▶ **EXERCISE REQUIREMENTS**:
Reproduce all records exactly.

▶ **SUPPLIED DATA**:

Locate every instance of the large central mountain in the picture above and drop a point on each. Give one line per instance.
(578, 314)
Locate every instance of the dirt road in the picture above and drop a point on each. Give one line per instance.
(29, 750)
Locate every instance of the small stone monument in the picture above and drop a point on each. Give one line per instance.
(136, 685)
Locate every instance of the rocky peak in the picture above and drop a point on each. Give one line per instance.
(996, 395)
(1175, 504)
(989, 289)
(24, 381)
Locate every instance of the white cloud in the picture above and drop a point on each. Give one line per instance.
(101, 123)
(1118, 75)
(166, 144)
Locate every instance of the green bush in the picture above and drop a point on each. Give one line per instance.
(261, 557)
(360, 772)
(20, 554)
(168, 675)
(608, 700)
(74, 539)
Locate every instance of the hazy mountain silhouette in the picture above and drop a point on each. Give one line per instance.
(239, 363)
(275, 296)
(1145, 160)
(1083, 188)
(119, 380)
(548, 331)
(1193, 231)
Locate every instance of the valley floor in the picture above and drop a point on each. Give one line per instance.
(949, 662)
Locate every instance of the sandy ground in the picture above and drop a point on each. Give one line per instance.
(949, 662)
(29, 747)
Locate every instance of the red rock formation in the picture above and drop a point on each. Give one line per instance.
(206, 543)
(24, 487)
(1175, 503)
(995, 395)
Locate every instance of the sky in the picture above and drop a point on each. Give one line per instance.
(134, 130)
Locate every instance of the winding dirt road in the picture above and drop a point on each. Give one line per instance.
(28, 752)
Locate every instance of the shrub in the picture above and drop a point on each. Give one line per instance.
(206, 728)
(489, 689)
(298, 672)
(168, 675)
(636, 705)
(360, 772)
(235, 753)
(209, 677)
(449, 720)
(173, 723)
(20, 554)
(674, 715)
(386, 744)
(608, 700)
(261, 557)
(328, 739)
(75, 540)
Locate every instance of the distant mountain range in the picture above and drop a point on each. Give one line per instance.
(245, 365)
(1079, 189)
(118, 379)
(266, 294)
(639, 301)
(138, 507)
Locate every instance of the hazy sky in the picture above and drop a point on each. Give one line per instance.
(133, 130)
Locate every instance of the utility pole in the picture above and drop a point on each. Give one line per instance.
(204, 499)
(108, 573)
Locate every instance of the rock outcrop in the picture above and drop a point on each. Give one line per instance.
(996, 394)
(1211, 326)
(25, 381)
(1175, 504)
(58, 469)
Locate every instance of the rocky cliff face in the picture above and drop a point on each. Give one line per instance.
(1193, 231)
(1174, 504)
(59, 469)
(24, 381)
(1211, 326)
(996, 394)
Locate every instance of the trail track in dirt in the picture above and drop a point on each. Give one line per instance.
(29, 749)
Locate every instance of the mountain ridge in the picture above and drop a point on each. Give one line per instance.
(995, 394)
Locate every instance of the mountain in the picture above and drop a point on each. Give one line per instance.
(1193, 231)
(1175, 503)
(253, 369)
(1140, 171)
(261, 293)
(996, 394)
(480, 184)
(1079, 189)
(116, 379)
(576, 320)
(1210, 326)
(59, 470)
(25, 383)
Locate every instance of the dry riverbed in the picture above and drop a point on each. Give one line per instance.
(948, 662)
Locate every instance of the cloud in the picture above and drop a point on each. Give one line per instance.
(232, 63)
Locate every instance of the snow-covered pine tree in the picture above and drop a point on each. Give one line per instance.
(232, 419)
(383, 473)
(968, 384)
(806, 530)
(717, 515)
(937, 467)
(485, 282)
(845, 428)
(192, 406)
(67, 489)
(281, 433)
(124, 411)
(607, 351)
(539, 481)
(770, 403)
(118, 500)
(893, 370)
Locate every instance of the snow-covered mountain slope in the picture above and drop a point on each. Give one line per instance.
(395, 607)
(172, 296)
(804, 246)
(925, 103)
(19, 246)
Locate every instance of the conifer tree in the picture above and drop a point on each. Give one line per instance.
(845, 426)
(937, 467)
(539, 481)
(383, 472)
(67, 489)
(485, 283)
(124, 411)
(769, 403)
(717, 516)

▶ **SOLUTION TO THE EXERCISE**:
Locate every instance of the large central mountain in the picture above and drop a point on each. Give one line per instance.
(578, 314)
Locate every instance of the dirt road in the picture above and drop a point on each. Give one line per instance.
(29, 750)
Locate every instance of the small stone monument in the picture above and drop a point on each. Give one line per instance.
(136, 685)
Locate every instance of the rocky peak in the picture above and drop a point on each. Give one line per instance.
(996, 395)
(1175, 504)
(989, 289)
(24, 381)
Locate every instance of the white cloud in the picture above and drop a point on each. Give one line per instance.
(101, 123)
(1118, 75)
(166, 144)
Locate every instance of the green bush in the picture above and drop a point on each. Give one line per instance.
(261, 557)
(360, 772)
(20, 554)
(168, 675)
(608, 700)
(74, 539)
Locate every instance of the hazy mountain silhouette in the picture above and drop a point on each. Give one line per instance.
(239, 363)
(275, 296)
(1145, 160)
(1083, 188)
(119, 380)
(548, 331)
(1193, 231)
Locate every instance of the valley floor in the picture above and drop a point on each. Give one line per instance.
(949, 662)
Locate every instance of the sandy ground in the picture above and drop a point on each. Give one line per instance.
(949, 662)
(29, 747)
Locate every instance of the red rock formation in the picture above and drop a point on each. Give one line per instance.
(206, 543)
(24, 487)
(1175, 503)
(995, 395)
Locate every instance of the sky in the picture above and drop a point on each. Give one line per instance.
(134, 130)
Locate every instance of the winding dirt road in the picture above and drop a point on each. Give one line per instance.
(28, 752)
Locate every instance of the shrub in the picture above and drop a point on each. Give one line per instance.
(206, 728)
(489, 689)
(298, 672)
(168, 675)
(636, 705)
(360, 772)
(235, 753)
(209, 677)
(449, 720)
(173, 723)
(20, 554)
(674, 715)
(386, 744)
(608, 700)
(261, 557)
(328, 739)
(75, 540)
Locate every instance of the distant mountain range in the picture above and drop a point on each. Give one line per instance.
(245, 365)
(1079, 189)
(118, 379)
(266, 294)
(639, 301)
(138, 507)
Locate every instance of the hazy sky in the picture above and drop a point on each. Give one line per instance.
(133, 130)
Locate every instance of the utility pole in the picture above and drop a point on each. Give one line per instance.
(204, 499)
(108, 573)
Locate every instance of the rock outcrop in the picture above and drop a point on each. Give one line per instance.
(996, 394)
(1211, 326)
(25, 381)
(1175, 504)
(58, 469)
Locate every instance of the rocky cliff face in the picture above and drop a point on each. Give one line per instance.
(1193, 231)
(1174, 504)
(59, 469)
(24, 381)
(1211, 326)
(996, 394)
Locate every instance of the trail track in dirt in the picture above and drop a point on each. Give one line per instance.
(29, 749)
Locate every instance of the mountain ridge in the picture above and drop a point on each. Give one line per instance.
(995, 394)
Locate every instance of the mountain in the picture above and drop a point on each. Give one line per instance.
(1193, 231)
(1175, 503)
(253, 369)
(1140, 171)
(261, 293)
(996, 394)
(480, 184)
(1079, 189)
(116, 379)
(576, 320)
(1210, 326)
(59, 470)
(25, 383)
Locate every instance of the dry riverbed in the picture above and drop a point on each. Give one line per instance.
(948, 662)
Locate every instance of the cloud in the picture above and drop a point on each. Give one line per instance.
(232, 63)
Locate every instance of the snow-covered pine tree in the picture above and drop a point on each. Give one line per instance.
(232, 419)
(383, 473)
(968, 384)
(806, 530)
(717, 515)
(937, 467)
(485, 282)
(845, 428)
(192, 406)
(67, 489)
(281, 433)
(124, 411)
(607, 351)
(539, 481)
(770, 403)
(118, 500)
(893, 370)
Locate every instance of the snow-covered mountain slope in the picture above and drop a point on each. Give one line per instance.
(395, 607)
(172, 296)
(804, 246)
(925, 103)
(19, 246)
Locate every instance of the conifer tree in the picture above and drop a point on each. Give one line per instance.
(845, 426)
(937, 467)
(539, 481)
(383, 472)
(67, 489)
(485, 283)
(124, 411)
(769, 403)
(717, 516)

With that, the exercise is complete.